Top of SUPPLIED TEXT

June 1, 2021

PUBLISHER’S CORNER

By Eloise Graham

That Special Bond Between Father and Daughter

Is there really a different bond between mother/daughter, mother/son, father/daughter or father/son? When I was in the throes of raising our son and two daughters I didn’t think about any “special” bond. I felt like my husband and I bonded with each one equally, loved them equally as the wonderful gifts of life that they were.

Then other night I was watching some old films that got me to thinking. In the 1950 movie “Tea for Two,” Nanette Carter (Doris Day) and Jimmy Smith (Gordon MacRae) sing a duet of the same title. In it he talks about raising a family, “A boy for you, a girl for me.” Then in the 1956 movie “Carousel,” Billy Bigelow (Gordon MacRae) does a seven minute soliloquy/song to his unborn child. For over four minutes he talks about all the great things he will do with his son Bill. Suddenly it dawns on him that the baby might be a girl. He states, “You can have fun with a son but you have to be a father to a girl.”

Bottom of SUPPLIED TEXT
Top of DATA FOR ANALYSIS

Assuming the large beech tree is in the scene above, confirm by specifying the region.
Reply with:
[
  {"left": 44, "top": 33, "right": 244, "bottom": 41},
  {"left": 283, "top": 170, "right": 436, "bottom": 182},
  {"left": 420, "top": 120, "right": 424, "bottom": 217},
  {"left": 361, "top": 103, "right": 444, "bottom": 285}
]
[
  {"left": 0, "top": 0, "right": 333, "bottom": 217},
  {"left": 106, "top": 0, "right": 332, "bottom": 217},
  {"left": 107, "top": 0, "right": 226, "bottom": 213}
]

Bottom of DATA FOR ANALYSIS

Copy the father-and-daughter column from "That Special Bond" to "that they were.", swapping "husband" out for "partner".

That Special Bond Between Father and Daughter

Is there really a different bond between mother/daughter, mother/son, father/daughter or father/son? When I was in the throes of raising our son and two daughters I didn’t think about any “special” bond. I felt like my partner and I bonded with each one equally, loved them equally as the wonderful gifts of life that they were.